> [SUPPLIED INFORMATION]
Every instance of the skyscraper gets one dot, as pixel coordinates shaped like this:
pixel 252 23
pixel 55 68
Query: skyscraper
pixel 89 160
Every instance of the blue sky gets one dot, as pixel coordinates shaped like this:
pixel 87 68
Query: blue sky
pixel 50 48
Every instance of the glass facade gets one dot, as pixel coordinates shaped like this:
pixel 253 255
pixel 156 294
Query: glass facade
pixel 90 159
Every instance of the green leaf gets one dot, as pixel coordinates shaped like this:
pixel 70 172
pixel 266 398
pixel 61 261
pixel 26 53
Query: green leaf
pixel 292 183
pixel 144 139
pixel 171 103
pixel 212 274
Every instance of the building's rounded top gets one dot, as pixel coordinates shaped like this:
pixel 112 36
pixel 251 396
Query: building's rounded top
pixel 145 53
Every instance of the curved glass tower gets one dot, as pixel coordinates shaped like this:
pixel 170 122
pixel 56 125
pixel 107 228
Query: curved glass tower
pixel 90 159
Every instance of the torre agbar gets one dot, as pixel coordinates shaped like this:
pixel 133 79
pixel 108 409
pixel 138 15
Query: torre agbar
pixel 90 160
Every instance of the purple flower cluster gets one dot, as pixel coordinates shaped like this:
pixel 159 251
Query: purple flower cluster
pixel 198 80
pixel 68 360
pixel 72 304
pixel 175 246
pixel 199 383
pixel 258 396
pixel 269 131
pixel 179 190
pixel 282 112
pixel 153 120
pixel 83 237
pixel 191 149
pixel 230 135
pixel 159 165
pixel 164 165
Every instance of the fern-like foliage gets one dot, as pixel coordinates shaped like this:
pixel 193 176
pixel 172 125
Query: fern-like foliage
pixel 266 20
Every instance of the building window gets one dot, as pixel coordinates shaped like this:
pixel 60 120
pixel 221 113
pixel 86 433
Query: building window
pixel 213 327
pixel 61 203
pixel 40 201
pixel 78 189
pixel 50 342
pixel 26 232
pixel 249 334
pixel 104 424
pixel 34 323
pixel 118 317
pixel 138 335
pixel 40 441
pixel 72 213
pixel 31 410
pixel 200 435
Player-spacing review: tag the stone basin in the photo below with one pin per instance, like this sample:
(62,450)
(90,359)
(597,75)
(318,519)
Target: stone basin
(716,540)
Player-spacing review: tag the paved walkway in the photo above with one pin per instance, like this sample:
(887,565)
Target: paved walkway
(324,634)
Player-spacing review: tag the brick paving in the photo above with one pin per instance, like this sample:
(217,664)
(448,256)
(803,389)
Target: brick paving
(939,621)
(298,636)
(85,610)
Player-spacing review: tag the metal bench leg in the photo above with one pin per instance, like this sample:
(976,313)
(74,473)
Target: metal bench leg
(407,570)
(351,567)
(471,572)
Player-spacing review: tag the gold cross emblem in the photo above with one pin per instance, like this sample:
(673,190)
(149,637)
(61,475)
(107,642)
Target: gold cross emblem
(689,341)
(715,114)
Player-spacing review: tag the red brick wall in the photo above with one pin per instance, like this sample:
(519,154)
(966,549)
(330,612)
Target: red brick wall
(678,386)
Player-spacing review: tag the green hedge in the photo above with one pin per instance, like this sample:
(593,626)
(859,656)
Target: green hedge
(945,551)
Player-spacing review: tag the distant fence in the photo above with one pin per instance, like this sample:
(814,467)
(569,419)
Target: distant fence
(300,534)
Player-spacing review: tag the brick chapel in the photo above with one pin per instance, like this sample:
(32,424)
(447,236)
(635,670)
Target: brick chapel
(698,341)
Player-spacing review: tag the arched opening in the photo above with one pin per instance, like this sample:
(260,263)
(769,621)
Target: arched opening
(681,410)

> [STATED GOAL]
Express as a numbered list, omitting blank lines, the lines of the listing above starting at the one containing "Every instance of the green" and ending at the one containing "pixel 164 165", both included.

> [TASK RESPONSE]
1. Every instance of the green leaf gets one dot, as pixel coordinates shaped like this:
2. pixel 70 172
3. pixel 266 398
4. pixel 61 261
5. pixel 26 53
6. Query: green leaf
7. pixel 292 183
8. pixel 144 139
9. pixel 171 103
10. pixel 212 274
11. Every instance of the building's rounded top gets one dot, as pixel coordinates shaped like this:
12. pixel 112 36
13. pixel 251 396
14. Query: building's rounded top
15. pixel 145 53
16. Every instance of the curved glass tower gets one dot, as pixel coordinates shaped like this:
17. pixel 170 122
18. pixel 56 125
19. pixel 107 228
20. Query: curved glass tower
21. pixel 90 159
22. Every instance of the torre agbar gets one dot, as pixel coordinates shaped like this:
23. pixel 133 79
24. pixel 108 409
25. pixel 138 15
26. Query: torre agbar
27. pixel 90 160
28. Every instance of the purple flower cluster gets one dot, as pixel coordinates shaped like this:
29. pixel 159 251
30. Query: purple flower cluster
31. pixel 198 80
32. pixel 68 360
33. pixel 72 304
34. pixel 175 246
35. pixel 199 383
36. pixel 258 396
37. pixel 269 131
38. pixel 179 190
39. pixel 282 112
40. pixel 153 120
41. pixel 83 237
42. pixel 191 149
43. pixel 230 135
44. pixel 159 165
45. pixel 164 165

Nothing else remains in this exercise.